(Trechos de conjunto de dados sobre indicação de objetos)
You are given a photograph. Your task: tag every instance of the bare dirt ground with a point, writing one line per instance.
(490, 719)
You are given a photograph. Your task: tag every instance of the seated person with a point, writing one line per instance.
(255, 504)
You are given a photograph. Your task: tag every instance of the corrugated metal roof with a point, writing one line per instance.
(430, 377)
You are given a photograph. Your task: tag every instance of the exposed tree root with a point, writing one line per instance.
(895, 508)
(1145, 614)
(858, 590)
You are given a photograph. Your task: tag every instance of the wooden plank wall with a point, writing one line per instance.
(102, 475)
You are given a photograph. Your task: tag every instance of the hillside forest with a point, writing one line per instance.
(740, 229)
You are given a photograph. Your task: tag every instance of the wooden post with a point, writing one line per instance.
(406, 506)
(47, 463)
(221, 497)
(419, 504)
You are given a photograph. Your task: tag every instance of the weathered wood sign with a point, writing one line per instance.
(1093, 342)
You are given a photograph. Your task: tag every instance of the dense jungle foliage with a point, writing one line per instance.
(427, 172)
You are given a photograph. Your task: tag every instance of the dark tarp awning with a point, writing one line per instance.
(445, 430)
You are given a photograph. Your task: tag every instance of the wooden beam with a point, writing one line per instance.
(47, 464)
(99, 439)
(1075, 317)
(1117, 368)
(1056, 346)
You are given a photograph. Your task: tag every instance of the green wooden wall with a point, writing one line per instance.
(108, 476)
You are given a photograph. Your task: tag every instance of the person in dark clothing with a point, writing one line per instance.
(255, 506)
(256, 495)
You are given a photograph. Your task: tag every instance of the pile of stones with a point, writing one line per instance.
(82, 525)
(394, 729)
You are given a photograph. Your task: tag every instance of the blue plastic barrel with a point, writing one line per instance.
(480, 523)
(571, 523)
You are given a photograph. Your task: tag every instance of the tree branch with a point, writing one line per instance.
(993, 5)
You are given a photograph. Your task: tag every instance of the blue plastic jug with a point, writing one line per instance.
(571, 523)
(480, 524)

— Instrução escrita —
Reproduza sem nenhuma alteração as linhas dos registros, começando na que contém "of the dense" e terminando no final dos registros, com as duas pontas incluídas.

— Resposta à tarefa —
You are given a photograph. Your task: tag every instance of the dense jungle foliage with a point, writing one line per instance.
(427, 172)
You are given a photograph. Your task: tag every instance of the dark tarp awning with a point, writing one line per instance.
(445, 430)
You are given a photograph. Your task: tag every instance of the wooden beam with a point, writing one line per instance.
(47, 464)
(99, 439)
(1075, 317)
(1117, 368)
(1056, 346)
You are given a photograph. Your task: tag every instance of the green wooden wall with a point, writing one line per instance.
(108, 476)
You are given a photograph. Your task: tag every instance of the person in dark clothing with a point, writing one line per instance.
(255, 506)
(256, 495)
You are given a photograph. Your task: tag every instance of the pile of stones with a point, writing one line per instance.
(82, 525)
(394, 729)
You are given a photograph. Your task: tag every instance of the blue plastic barrel with a point, writing one line per instance.
(480, 523)
(571, 523)
You are given a photograph. Your task: tag every instance of the tree branch with a point, writing one line per instance.
(993, 5)
You are given a photograph. Your task: tag every instance of the blue plastic jug with a point, writing one line per instance.
(571, 523)
(480, 524)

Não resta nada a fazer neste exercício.